Tarefa proposta: Por favor, reproduza sem alterações o trecho do texto de origem, começando em "40. Em face" e indo até "unidades de conta.", inclusive.

Texto de origem:
-.-.-

39. Deste modo, é manifesto que o ora Reclamante está dispensado do pagamento de taxa de justiça e demais encargos com o processo.
40. Em face do supra exposto, requer, em qualquer caso, a revogação da decisão que condenou o Reclamante no pagamento de custas, designadamente na taxa de justiça no valor de 7 unidades de conta.
41. De resto, o ora Reclamante deverá também ser dispensado do pagamento de custas, taxa de justiça ou qualquer outro encargo, com a apresentação da presente reclamação.
Nestes termos, com o douto suprimento de direito de V. Ex.as, deve:
(i) a presente reclamação ser julgada procedente e, em consequência, ser admitido o recurso interposto do Acórdão de 9.12.2010 (cfr. capítulos 1, II e III supra);
(ii) (em qualquer caso) a decisão de condenação do Reclamante no pagamento de taxa de justiça, no montante de 7 unidades de conta, ser integralmente revogada (cfr. capítulo IV supra);
(iii) (em qualquer caso) o ora Reclamante ser dispensado do pagamento de quaisquer custas, taxa de justiça, ou demais encargos com a presente reclamação (cfr. capítulo IV supra).
O representante do Ministério Público neste Tribunal, notificado da reclamação deduzida, pronuncia-se no sentido do seu total improvimento.

-.-.-

Dados apresentados:
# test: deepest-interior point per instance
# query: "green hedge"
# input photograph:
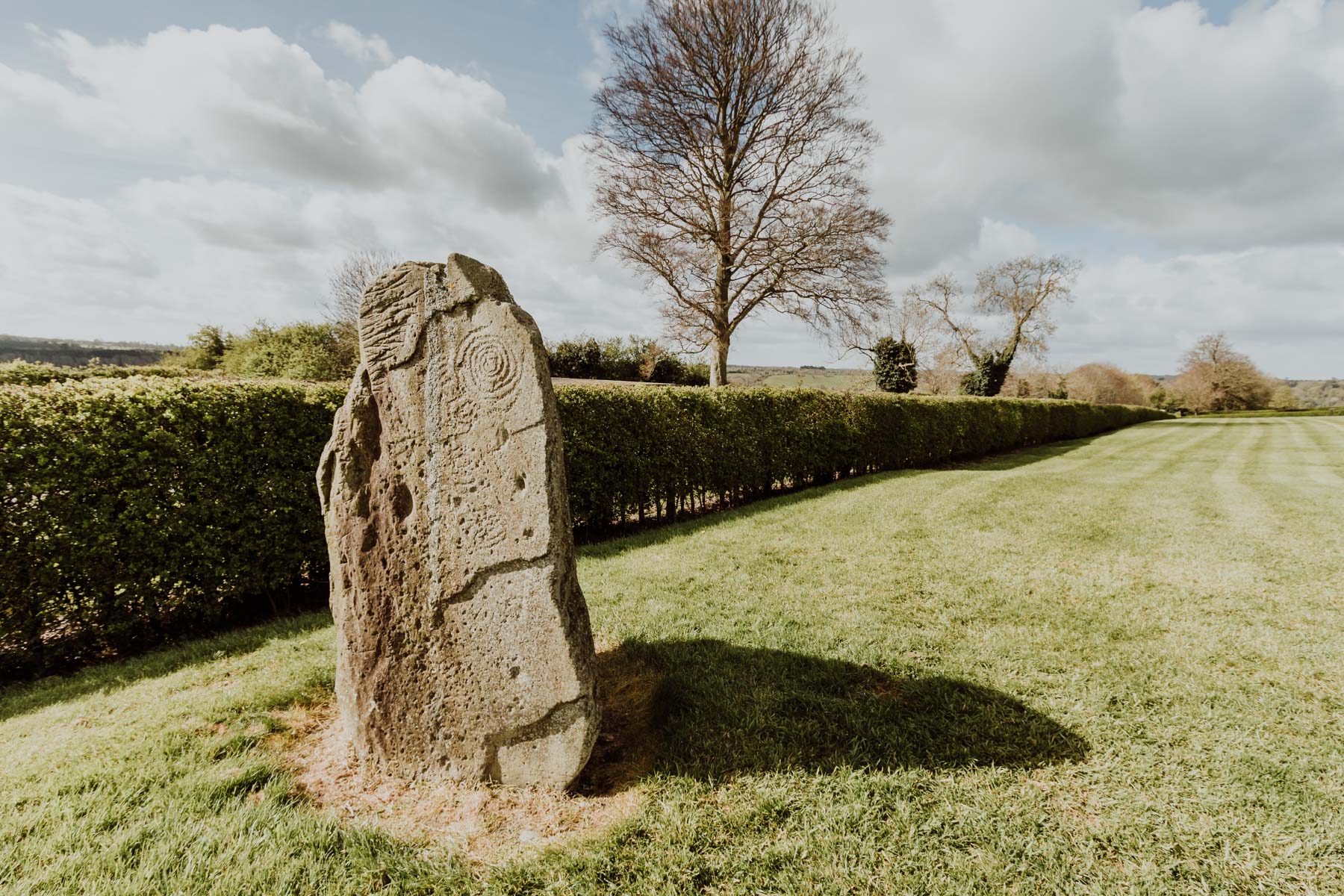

-.-.-

Resultado correto:
40. Em face do supra exposto, requer, em qualquer caso, a revogação da decisão que condenou o Reclamante no pagamento de custas, designadamente na taxa de justiça no valor de 7 unidades de conta.